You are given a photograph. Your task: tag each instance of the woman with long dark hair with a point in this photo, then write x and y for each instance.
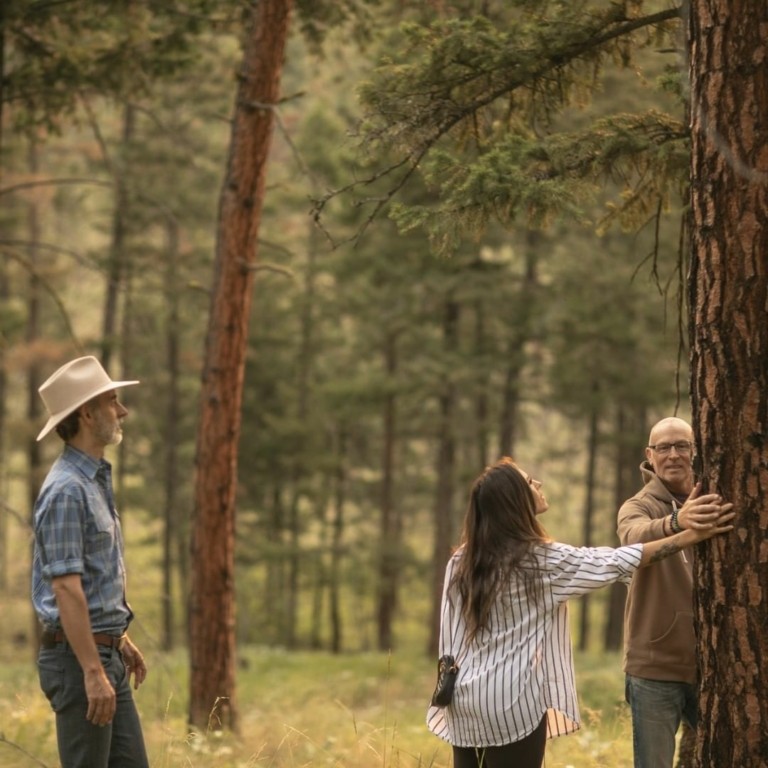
(505, 618)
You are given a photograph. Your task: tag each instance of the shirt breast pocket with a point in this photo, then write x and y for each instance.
(101, 527)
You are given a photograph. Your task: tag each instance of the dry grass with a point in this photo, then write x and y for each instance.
(310, 709)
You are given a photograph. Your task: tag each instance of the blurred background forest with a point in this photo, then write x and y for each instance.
(383, 374)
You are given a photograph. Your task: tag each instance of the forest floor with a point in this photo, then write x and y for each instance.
(300, 709)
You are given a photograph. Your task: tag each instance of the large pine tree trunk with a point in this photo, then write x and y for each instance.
(729, 370)
(212, 607)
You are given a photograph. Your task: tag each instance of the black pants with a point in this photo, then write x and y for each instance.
(526, 753)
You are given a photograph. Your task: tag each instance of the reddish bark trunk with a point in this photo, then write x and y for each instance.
(212, 605)
(729, 375)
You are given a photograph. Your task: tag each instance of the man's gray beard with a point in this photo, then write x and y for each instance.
(109, 435)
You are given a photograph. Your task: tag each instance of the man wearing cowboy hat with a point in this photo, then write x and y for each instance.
(78, 578)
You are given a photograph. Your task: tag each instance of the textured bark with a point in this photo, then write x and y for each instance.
(212, 605)
(729, 371)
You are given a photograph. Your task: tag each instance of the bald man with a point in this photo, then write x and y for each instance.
(659, 640)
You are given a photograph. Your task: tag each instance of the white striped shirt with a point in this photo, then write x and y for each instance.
(521, 665)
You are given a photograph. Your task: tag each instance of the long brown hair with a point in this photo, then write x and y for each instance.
(500, 528)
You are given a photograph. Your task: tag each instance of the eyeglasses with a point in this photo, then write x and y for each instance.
(683, 447)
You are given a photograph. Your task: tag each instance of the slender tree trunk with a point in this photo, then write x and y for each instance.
(212, 701)
(340, 485)
(171, 437)
(589, 506)
(519, 335)
(482, 439)
(391, 520)
(34, 379)
(446, 477)
(630, 431)
(3, 375)
(729, 375)
(116, 263)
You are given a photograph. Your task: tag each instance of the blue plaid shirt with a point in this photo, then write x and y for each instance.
(77, 530)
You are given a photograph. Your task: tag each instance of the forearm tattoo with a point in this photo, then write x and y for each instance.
(665, 550)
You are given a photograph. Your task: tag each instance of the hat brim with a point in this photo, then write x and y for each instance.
(61, 415)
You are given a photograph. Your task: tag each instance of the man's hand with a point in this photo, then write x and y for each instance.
(102, 701)
(701, 513)
(134, 663)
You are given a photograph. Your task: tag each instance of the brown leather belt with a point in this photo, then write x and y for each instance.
(49, 639)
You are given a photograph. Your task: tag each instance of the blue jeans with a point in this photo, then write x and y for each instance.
(657, 708)
(82, 744)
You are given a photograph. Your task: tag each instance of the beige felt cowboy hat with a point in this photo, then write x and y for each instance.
(72, 385)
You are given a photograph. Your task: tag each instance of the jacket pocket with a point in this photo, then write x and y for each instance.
(678, 644)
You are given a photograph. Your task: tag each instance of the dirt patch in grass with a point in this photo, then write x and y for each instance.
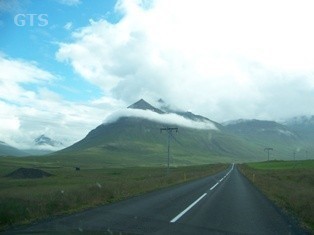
(28, 173)
(291, 186)
(25, 200)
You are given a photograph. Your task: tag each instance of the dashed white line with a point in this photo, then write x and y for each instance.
(187, 209)
(200, 198)
(214, 186)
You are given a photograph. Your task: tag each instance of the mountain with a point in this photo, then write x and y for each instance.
(139, 141)
(142, 104)
(282, 138)
(7, 150)
(46, 141)
(303, 125)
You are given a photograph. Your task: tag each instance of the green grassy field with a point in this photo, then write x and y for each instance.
(290, 184)
(68, 191)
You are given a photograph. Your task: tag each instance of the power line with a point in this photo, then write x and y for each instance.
(179, 142)
(268, 149)
(169, 131)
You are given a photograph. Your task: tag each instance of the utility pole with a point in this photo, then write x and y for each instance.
(268, 149)
(169, 131)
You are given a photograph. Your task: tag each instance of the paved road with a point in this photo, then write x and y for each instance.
(225, 203)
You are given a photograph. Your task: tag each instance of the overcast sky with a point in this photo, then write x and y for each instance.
(65, 65)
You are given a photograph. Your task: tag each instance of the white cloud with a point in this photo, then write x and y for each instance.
(223, 59)
(70, 2)
(173, 119)
(28, 108)
(68, 26)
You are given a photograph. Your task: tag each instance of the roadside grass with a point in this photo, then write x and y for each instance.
(290, 184)
(25, 200)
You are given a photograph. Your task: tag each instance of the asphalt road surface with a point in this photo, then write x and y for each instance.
(226, 203)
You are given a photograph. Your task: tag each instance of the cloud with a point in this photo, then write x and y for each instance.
(29, 108)
(10, 6)
(70, 2)
(223, 59)
(68, 26)
(173, 119)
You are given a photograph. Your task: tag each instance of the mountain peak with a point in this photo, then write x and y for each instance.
(144, 105)
(44, 140)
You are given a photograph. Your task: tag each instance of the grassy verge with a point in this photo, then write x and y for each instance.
(289, 184)
(25, 200)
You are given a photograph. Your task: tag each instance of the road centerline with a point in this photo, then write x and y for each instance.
(200, 198)
(187, 209)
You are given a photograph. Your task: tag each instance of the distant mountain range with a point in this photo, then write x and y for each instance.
(138, 141)
(46, 141)
(134, 140)
(7, 150)
(42, 145)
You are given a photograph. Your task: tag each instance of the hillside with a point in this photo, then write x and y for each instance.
(138, 141)
(282, 138)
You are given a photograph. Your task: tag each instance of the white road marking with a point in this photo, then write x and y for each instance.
(187, 209)
(200, 198)
(214, 186)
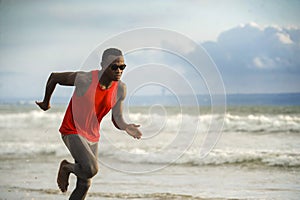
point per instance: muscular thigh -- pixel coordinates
(80, 149)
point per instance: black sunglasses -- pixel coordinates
(115, 67)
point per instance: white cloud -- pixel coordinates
(265, 56)
(284, 38)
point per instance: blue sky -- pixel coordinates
(255, 44)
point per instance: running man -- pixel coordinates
(96, 93)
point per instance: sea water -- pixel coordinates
(256, 154)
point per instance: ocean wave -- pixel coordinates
(251, 123)
(269, 158)
(31, 119)
(118, 195)
(217, 157)
(25, 149)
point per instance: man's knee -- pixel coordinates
(84, 184)
(91, 170)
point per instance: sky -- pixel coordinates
(255, 45)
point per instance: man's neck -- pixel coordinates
(104, 82)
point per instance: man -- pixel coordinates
(96, 93)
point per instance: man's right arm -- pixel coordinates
(63, 78)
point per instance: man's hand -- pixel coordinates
(132, 129)
(44, 106)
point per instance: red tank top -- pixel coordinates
(84, 113)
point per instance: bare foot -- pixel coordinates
(63, 176)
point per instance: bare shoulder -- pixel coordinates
(82, 82)
(83, 79)
(121, 90)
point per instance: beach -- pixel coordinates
(257, 155)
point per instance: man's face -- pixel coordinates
(114, 71)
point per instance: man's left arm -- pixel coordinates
(117, 114)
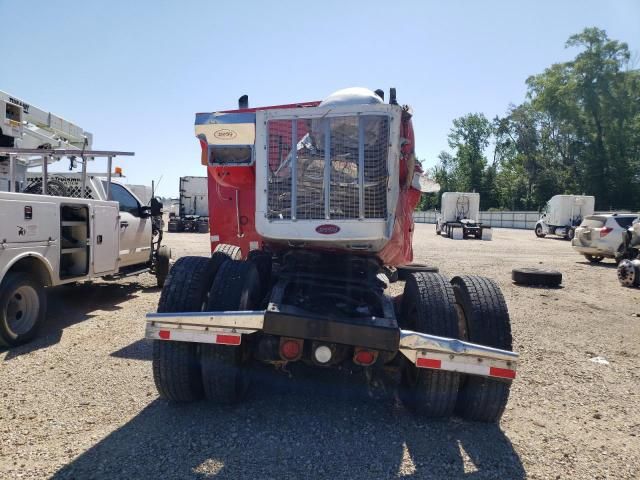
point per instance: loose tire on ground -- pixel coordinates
(23, 307)
(162, 265)
(405, 270)
(428, 306)
(629, 273)
(225, 374)
(484, 319)
(176, 366)
(536, 276)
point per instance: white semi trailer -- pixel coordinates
(61, 228)
(562, 214)
(458, 219)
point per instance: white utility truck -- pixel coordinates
(562, 214)
(193, 209)
(60, 228)
(458, 219)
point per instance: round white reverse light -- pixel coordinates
(322, 354)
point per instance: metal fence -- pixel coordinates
(523, 220)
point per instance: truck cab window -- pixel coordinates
(127, 202)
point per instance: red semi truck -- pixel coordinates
(310, 216)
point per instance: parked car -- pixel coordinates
(602, 236)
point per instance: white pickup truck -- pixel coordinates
(50, 240)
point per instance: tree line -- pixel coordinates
(577, 132)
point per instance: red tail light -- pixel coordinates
(605, 231)
(290, 349)
(364, 357)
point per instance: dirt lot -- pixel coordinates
(80, 401)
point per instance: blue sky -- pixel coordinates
(134, 72)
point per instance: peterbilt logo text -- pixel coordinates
(225, 134)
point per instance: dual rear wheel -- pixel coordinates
(469, 308)
(186, 371)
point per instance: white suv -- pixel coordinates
(602, 236)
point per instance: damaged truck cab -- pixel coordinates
(310, 210)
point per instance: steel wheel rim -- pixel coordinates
(22, 309)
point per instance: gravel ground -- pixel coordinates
(79, 402)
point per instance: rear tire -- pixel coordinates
(176, 367)
(23, 307)
(428, 306)
(231, 251)
(225, 375)
(484, 319)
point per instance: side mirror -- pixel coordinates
(144, 211)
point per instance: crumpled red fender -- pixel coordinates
(399, 249)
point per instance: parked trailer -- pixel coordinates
(193, 206)
(458, 217)
(562, 214)
(302, 239)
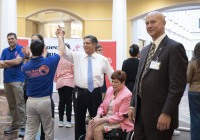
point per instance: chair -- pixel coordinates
(115, 134)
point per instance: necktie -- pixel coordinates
(90, 75)
(147, 64)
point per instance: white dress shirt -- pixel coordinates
(100, 66)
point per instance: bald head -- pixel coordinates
(155, 24)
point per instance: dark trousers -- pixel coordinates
(42, 137)
(65, 100)
(141, 132)
(85, 100)
(194, 106)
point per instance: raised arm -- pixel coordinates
(13, 62)
(61, 46)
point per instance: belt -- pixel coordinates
(86, 90)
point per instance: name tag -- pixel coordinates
(155, 65)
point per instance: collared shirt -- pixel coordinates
(158, 40)
(100, 65)
(39, 73)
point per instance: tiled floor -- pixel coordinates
(62, 133)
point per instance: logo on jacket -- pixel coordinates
(43, 70)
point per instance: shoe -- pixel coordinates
(10, 130)
(68, 124)
(21, 133)
(176, 133)
(60, 124)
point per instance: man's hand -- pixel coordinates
(26, 51)
(131, 114)
(164, 121)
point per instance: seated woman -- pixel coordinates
(110, 112)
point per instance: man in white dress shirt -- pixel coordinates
(86, 99)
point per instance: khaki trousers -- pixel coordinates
(39, 111)
(15, 97)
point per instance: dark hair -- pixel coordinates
(37, 47)
(197, 54)
(9, 34)
(97, 47)
(133, 50)
(119, 75)
(39, 36)
(92, 38)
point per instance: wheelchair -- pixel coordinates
(115, 134)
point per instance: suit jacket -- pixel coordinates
(120, 107)
(162, 89)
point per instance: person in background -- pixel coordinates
(64, 78)
(27, 52)
(193, 78)
(110, 112)
(99, 50)
(130, 66)
(39, 73)
(89, 70)
(11, 62)
(160, 83)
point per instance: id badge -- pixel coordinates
(155, 65)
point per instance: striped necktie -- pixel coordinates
(90, 75)
(147, 64)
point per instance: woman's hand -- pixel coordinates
(98, 121)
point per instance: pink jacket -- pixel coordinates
(120, 107)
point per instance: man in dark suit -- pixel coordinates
(160, 84)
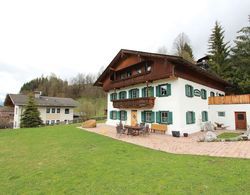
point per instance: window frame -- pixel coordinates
(221, 113)
(189, 90)
(204, 116)
(124, 94)
(203, 94)
(190, 117)
(66, 111)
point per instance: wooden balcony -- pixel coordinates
(135, 103)
(231, 99)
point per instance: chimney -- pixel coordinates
(38, 94)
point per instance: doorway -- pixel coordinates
(240, 120)
(133, 117)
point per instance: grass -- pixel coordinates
(64, 159)
(228, 135)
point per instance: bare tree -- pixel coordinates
(162, 50)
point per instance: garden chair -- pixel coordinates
(145, 130)
(208, 126)
(246, 135)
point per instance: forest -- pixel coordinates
(230, 61)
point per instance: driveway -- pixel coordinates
(182, 145)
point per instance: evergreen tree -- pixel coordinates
(182, 47)
(218, 51)
(31, 115)
(240, 60)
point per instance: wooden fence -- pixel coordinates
(231, 99)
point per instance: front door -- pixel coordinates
(133, 117)
(240, 120)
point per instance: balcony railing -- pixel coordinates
(146, 102)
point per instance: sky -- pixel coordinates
(70, 37)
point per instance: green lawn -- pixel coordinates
(228, 135)
(64, 159)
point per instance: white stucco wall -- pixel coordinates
(44, 115)
(229, 109)
(178, 103)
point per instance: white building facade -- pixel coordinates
(180, 112)
(152, 88)
(53, 110)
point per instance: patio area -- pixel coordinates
(181, 145)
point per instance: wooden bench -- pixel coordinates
(159, 127)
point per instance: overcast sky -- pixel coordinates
(70, 37)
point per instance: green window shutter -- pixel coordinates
(192, 91)
(111, 114)
(168, 89)
(193, 117)
(203, 94)
(203, 116)
(170, 117)
(143, 92)
(125, 115)
(130, 93)
(138, 93)
(143, 116)
(186, 90)
(158, 91)
(158, 117)
(152, 91)
(118, 115)
(187, 118)
(152, 117)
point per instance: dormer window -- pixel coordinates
(139, 71)
(123, 75)
(148, 67)
(129, 74)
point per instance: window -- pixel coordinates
(212, 94)
(123, 115)
(203, 94)
(148, 92)
(113, 96)
(113, 115)
(123, 75)
(204, 116)
(122, 95)
(129, 74)
(222, 114)
(164, 117)
(190, 117)
(148, 68)
(134, 93)
(148, 116)
(189, 90)
(163, 90)
(66, 111)
(138, 71)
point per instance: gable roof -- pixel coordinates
(21, 100)
(174, 59)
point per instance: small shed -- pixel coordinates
(233, 111)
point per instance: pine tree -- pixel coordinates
(183, 48)
(31, 115)
(240, 60)
(218, 51)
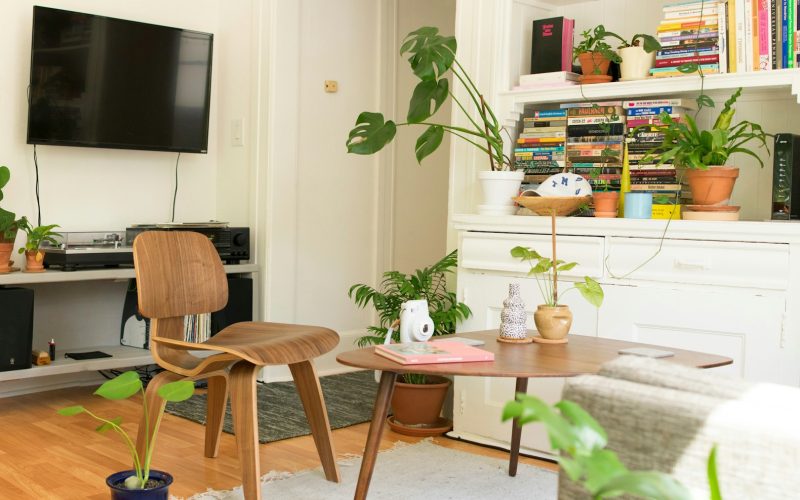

__TASK BRIEF__
Count the rows above that contain the word "tire", and reply with only the number.

__SOLUTION__
2